## Dataset content
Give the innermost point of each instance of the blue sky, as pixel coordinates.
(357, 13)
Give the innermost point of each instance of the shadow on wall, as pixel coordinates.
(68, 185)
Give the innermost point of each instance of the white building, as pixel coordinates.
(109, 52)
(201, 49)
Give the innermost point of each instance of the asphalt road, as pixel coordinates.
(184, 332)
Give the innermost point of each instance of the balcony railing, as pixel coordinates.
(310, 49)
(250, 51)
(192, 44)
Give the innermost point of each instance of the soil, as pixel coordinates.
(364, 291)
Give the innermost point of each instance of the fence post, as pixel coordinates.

## Exercise brief
The answer should repeat every line of the listing exactly.

## Written response
Give the innermost point of each instance of the blue sky, as pixel coordinates.
(357, 13)
Give the innermost point of each instance of the shadow on wall, as pixel coordinates.
(68, 185)
Give the innermost point of each instance of the white building, as pixel coordinates.
(109, 52)
(201, 49)
Give the innermost point of each instance of the asphalt road, as pixel coordinates.
(184, 332)
Give the innermost point of each instance of the balcony railing, as pixel coordinates.
(310, 49)
(250, 51)
(192, 44)
Give the innermost point of each instance of the soil, as pixel coordinates.
(364, 291)
Give the innermost point of each instance of the fence post, as pixel coordinates.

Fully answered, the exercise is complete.